## ACTIVITY
Retype all of the entries word for word.

(Records excerpted from a collection)
++++++

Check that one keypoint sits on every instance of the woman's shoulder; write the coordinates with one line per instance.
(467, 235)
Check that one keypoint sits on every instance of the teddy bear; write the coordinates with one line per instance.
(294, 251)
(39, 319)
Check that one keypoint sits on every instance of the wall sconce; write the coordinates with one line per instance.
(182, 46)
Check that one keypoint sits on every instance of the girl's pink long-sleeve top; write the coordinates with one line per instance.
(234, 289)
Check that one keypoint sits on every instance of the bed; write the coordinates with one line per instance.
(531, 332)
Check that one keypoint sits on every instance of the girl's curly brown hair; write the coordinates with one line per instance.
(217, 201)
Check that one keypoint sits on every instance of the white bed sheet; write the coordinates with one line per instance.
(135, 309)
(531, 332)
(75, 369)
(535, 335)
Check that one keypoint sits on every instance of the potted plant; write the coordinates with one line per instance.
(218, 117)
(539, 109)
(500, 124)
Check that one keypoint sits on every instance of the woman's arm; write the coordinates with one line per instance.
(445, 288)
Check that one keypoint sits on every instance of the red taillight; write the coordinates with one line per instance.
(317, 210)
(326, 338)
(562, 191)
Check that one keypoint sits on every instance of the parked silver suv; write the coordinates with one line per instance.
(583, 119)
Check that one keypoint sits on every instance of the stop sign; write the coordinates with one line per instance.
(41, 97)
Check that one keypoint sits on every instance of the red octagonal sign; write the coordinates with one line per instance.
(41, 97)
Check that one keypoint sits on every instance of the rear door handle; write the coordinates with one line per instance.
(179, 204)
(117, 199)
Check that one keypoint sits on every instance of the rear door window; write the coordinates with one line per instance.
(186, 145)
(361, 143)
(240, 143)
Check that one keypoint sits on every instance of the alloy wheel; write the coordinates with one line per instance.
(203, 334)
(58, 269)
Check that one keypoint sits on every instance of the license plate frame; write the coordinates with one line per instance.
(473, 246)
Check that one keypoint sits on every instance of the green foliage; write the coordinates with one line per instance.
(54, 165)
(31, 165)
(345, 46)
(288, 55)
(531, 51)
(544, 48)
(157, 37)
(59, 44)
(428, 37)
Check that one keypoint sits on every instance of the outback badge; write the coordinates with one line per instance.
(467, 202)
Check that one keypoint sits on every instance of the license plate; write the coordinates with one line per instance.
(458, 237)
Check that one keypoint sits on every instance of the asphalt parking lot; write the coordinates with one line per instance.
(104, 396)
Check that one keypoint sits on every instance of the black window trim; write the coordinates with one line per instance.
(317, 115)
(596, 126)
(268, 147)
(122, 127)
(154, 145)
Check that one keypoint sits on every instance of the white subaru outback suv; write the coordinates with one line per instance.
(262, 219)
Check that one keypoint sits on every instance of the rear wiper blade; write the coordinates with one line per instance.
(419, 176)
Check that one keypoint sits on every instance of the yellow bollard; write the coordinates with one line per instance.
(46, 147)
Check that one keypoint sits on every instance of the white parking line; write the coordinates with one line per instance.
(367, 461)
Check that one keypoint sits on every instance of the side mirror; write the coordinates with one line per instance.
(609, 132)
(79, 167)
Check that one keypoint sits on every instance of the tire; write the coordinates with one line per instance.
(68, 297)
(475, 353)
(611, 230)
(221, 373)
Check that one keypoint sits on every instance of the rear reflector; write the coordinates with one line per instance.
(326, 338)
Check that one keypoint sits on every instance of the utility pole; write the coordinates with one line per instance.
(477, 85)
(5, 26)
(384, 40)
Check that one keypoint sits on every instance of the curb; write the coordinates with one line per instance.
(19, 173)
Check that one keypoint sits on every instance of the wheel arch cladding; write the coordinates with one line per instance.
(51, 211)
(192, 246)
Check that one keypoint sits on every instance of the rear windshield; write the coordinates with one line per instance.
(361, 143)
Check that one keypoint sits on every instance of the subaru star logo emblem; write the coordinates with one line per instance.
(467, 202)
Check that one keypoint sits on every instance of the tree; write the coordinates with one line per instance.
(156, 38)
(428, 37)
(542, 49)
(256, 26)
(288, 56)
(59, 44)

++++++

## EXPECTED OUTPUT
Check that one keypoint sits on every instance of the woman's shoulder; write the coordinates with one line per instance.
(467, 235)
Check that one keypoint sits on every instance of the teddy bear; write the coordinates with one line per instance.
(294, 251)
(39, 319)
Check that one keypoint sits on every instance of the wall sconce; write the coordinates with one line per instance.
(182, 46)
Check that one keypoint sits on every instance of the girl's pink long-sleeve top; write the coordinates with one line per instance.
(234, 289)
Check that one keypoint sits on every instance of the bed; write the coordinates with one line per instance.
(531, 332)
Check that one keypoint sits on every instance of the girl's curly brown hair; write the coordinates with one line per instance.
(217, 201)
Check that one keypoint sits on every instance of the white bed sheet; write the coordinates with one line per instance.
(135, 309)
(531, 332)
(75, 369)
(535, 335)
Check that one keypoint sits on every instance of the potted plant; write the coordinates with one line per instance.
(218, 117)
(539, 109)
(500, 124)
Check that one keypoint sits on every instance of the woman's arm; write the coordinates with one line per instance.
(445, 288)
Check that one keypoint sits on every instance of the red taillight; write the coordinates with one line per instance.
(317, 210)
(326, 338)
(562, 191)
Check that one keypoint sits on every instance of the parked silver suv; write the coordinates with one line per instance.
(583, 119)
Check that one keypoint sits on every instance of the stop sign; write the coordinates with one line per instance.
(41, 97)
Check that one keypoint sits on every instance of the red octagonal sign; write the coordinates with one line per instance.
(41, 97)
Check that one keypoint sits on every instance of the rear door handle; write the coordinates with one line per instance.
(179, 204)
(117, 199)
Check that one keypoint sits on every instance of the rear door window; write the coordinates with one line per instance.
(186, 145)
(361, 143)
(240, 143)
Check that one keypoint sits on every instance of the alloy wheel; write the coordinates with one line per instance.
(203, 334)
(58, 269)
Check that one keypoint sits on every instance of the license plate frame; write the coordinates with one line per instance.
(473, 246)
Check that one keypoint sits on every instance of the green foliage; write the coordinates with one line per instance.
(54, 165)
(31, 165)
(345, 46)
(288, 55)
(531, 51)
(544, 48)
(157, 37)
(59, 44)
(428, 37)
Check that one keypoint sits on every instance of the outback badge; write the coordinates with one line per instance.
(467, 202)
Check that one keypoint sits on every instance of the license plate; write the coordinates with one line per instance.
(458, 237)
Check that one keypoint sits on every instance of the asphalt parking lot; write the coordinates with one line per instance.
(104, 396)
Check that one keypoint sits on every instance of the black window trim; write the coordinates with one line per instance.
(317, 115)
(596, 126)
(268, 147)
(122, 127)
(154, 145)
Check that one keypoint sits on every instance of the white subaru outback suv; write the coordinates with one line per instance.
(262, 219)
Check that one keypoint sits on every instance of the rear wiper blade; write the coordinates with one line per instance.
(419, 176)
Check that one keypoint sits on every instance of the yellow bollard; write the coordinates with one line per instance.
(46, 147)
Check that one keypoint sits on every instance of the white parking line; write the coordinates with one line per instance.
(367, 461)
Check that one keypoint sits on every instance of the side mirror; write the coordinates with one line per instance.
(609, 132)
(79, 167)
Check that one keypoint sits on every instance of the tire; write the coordinates with one line per instance.
(68, 297)
(475, 353)
(611, 230)
(221, 373)
Check that one keypoint sits on every instance of the rear reflector; write the coordinates with one line per instance.
(326, 338)
Check that one keypoint sits on every instance of the utility pole; write the coordinates with one line per instance.
(477, 85)
(5, 26)
(384, 40)
Check that one keypoint sits on every instance of the curb; write the coordinates with one line per instance.
(19, 173)
Check that one keypoint sits on every instance of the wheel arch cladding; write the coordinates with one line per instance.
(51, 211)
(192, 246)
Check that one keypoint sits on every instance of the rear windshield; write the coordinates with one line per instance.
(361, 143)
Check that one keypoint sits on every instance of the subaru star logo emblem; write the coordinates with one line per instance.
(467, 202)
Check that one keypoint sits on every instance of the tree; write the coordinates with one line per instance.
(156, 38)
(428, 37)
(542, 49)
(256, 26)
(288, 56)
(59, 44)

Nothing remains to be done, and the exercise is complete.